— Start of Given text —

America is just one huge continent. Argentina, Mexico or Canada are all in America. and all we from all these contries are Americans!


----------



## poshbakerloo (Jan 16, 2007)

Isn't the whole 'Mexicans are American' debate just because people from everywhere south of the Mexico-US border want to be associated with the rich US? You never hear Canadians calling themselves American


----------



## Vagamundo. (Apr 11, 2009)

America, are lands in the Western hemisphere, also known as the New World. In English, the plural form the Americas is often used to refer to the landmasses of North America and South America with their associated islands and regions while the singular form America is primarily used to refer to the United States of America.


----------



## Mr Equis (Aug 15, 2007)

poshbakerloo said:


> Isn't the whole 'Mexicans are American' debate just because people from everywhere south of the Mexico-US border want to be associated with the rich US? You never hear Canadians calling themselves American


^^ :nuts::nuts::nuts:


----------



## poshbakerloo (Jan 16, 2007)

Vagamundo. said:


> America, are lands in the Western hemisphere, also known as the New World. In English, the plural form the Americas is often used to refer to the landmasses of North America and South America with their associated islands and regions while the singular form America is primarily used to refer to the United States of America.


But the term American whilst it could mean someone from The Americas only really means people from the US, or those wanted to be associated with the US

United States of...America = American not United Statesian


----------



## italiano_pellicano (Feb 22, 2010)

mexico city is a great city jaja LOL LOL


----------



## Salazar Rick (Feb 6, 2009)

— End of Given text —

Stated problem 1: Recast the entries as a numbered list, omitting any blank lines.
The forum thread and the entries have no connection to each other.

— Start of Source data —

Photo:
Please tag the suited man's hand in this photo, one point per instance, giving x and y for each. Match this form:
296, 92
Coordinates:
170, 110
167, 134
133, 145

— End of Source data —

Stated problem 2: In one to three sentences, explain the reason poshbakerloo gives in the forum thread for why "American" is the term for people from the US.

Complete answer 1:
1. Photo:
2. Please tag the suited man's hand in this photo, one point per instance, giving x and y for each. Match this form:
3. 296, 92
4. Coordinates:
5. 170, 110
6. 167, 134
7. 133, 145

Complete answer 2: poshbakerloo notes that the country's name is the United States of America. Its people are therefore called Americans, not "United Statesians."